- Activity
Copy out the entries below exactly as they stand, but only from the line containing "one marker per instance, written like [112,163]" through the line containing "one marker per instance, written like [31,18]".

[Saved entries]
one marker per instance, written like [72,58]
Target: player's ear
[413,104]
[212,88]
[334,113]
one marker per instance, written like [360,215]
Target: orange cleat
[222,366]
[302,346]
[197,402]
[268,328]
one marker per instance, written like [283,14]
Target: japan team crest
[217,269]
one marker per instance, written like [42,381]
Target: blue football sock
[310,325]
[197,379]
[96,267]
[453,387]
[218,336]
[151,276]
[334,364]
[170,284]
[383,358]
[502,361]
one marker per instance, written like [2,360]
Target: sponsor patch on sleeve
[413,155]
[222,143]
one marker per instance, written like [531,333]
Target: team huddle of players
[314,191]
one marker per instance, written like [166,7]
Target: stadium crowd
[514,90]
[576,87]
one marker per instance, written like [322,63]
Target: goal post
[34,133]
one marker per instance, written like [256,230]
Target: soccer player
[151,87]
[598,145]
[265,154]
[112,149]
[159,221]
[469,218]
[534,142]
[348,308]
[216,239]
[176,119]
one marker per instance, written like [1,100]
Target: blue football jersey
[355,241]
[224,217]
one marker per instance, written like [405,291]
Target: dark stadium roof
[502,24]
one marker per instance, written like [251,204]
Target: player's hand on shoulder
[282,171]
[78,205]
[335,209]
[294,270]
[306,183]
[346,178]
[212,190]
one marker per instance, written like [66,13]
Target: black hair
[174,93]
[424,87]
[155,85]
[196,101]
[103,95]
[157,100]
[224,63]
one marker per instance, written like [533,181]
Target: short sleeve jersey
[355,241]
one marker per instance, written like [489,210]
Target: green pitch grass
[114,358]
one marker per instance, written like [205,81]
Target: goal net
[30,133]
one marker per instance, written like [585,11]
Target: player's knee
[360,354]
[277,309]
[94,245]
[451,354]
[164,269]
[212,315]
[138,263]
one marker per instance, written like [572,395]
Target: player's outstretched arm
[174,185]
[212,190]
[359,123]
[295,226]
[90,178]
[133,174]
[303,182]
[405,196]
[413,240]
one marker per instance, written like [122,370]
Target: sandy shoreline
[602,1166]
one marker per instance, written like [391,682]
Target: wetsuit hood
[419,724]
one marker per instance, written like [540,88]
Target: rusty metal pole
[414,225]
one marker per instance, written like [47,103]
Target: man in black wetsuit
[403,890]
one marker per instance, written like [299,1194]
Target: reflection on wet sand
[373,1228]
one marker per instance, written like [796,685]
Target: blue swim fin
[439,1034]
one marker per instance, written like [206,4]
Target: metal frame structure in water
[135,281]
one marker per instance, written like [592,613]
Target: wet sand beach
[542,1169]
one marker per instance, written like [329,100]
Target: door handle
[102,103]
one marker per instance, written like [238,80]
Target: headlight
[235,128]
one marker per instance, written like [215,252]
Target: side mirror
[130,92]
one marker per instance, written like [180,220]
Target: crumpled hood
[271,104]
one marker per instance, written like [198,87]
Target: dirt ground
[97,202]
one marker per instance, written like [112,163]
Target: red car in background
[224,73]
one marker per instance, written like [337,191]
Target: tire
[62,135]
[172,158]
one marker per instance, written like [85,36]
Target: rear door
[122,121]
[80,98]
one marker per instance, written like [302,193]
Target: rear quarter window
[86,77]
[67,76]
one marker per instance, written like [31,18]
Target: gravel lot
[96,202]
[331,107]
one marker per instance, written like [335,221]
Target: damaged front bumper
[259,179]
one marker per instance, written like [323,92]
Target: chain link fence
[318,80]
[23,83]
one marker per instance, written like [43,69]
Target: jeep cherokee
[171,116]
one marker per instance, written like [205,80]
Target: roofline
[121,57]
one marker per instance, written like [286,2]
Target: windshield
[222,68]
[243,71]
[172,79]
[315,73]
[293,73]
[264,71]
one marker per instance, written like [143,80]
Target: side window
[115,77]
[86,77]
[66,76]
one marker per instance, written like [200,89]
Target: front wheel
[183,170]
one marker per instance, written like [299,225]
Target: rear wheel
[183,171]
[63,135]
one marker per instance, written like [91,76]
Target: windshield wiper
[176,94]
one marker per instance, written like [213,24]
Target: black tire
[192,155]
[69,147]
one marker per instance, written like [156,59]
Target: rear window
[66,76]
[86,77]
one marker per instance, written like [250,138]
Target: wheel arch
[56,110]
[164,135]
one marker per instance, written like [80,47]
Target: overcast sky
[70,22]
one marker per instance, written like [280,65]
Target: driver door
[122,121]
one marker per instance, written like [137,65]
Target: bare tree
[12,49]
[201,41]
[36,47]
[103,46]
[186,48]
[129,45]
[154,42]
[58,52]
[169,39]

==

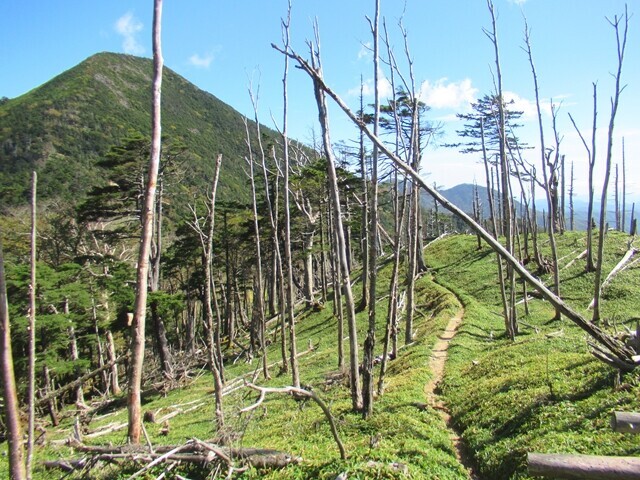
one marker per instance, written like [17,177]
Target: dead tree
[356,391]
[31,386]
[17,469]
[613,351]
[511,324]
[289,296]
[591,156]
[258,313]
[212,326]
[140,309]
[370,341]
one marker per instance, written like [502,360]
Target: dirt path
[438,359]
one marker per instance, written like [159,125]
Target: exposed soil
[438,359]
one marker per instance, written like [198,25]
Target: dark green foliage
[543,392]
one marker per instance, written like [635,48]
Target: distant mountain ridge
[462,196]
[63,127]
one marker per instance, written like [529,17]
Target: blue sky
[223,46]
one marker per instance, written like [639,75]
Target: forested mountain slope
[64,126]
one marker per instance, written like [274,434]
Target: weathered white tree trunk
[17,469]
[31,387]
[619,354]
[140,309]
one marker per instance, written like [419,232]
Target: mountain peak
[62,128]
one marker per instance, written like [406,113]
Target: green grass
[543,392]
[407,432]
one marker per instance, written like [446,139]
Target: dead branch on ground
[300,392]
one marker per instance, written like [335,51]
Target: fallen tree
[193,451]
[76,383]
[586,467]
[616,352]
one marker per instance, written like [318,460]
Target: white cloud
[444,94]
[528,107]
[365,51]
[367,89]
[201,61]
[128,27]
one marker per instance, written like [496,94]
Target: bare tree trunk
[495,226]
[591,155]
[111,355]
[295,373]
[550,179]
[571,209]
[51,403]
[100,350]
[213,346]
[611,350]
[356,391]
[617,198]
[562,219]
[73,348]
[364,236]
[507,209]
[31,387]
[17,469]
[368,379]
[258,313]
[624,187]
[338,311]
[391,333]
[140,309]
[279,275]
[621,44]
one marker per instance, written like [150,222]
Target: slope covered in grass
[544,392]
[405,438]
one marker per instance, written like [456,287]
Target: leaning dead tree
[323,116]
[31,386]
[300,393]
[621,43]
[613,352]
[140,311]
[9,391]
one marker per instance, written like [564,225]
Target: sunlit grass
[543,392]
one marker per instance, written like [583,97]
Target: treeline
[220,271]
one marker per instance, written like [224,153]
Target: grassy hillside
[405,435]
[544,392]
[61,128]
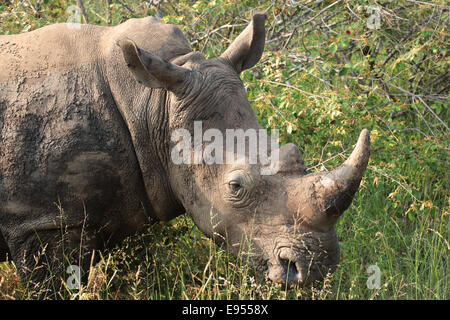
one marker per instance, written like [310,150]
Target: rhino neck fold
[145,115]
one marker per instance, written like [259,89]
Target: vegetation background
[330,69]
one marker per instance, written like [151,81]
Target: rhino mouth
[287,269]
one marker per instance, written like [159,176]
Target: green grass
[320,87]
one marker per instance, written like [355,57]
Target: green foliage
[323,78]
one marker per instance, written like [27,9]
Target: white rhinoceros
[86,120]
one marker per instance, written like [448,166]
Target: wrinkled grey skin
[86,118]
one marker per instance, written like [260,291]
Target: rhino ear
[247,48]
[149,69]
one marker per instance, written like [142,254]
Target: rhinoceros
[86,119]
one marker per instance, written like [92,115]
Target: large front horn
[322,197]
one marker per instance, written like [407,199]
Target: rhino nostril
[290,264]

- Solution to this problem
one marker per instance, written like [112,163]
Target: red car in background
[224,73]
one marker per instance, written like [337,191]
Target: tire
[62,135]
[172,158]
one marker per instance, written like [85,36]
Target: rear door
[122,121]
[80,98]
one marker per instance, written like [302,193]
Target: rear quarter window
[86,77]
[67,76]
one marker per instance, written like [31,18]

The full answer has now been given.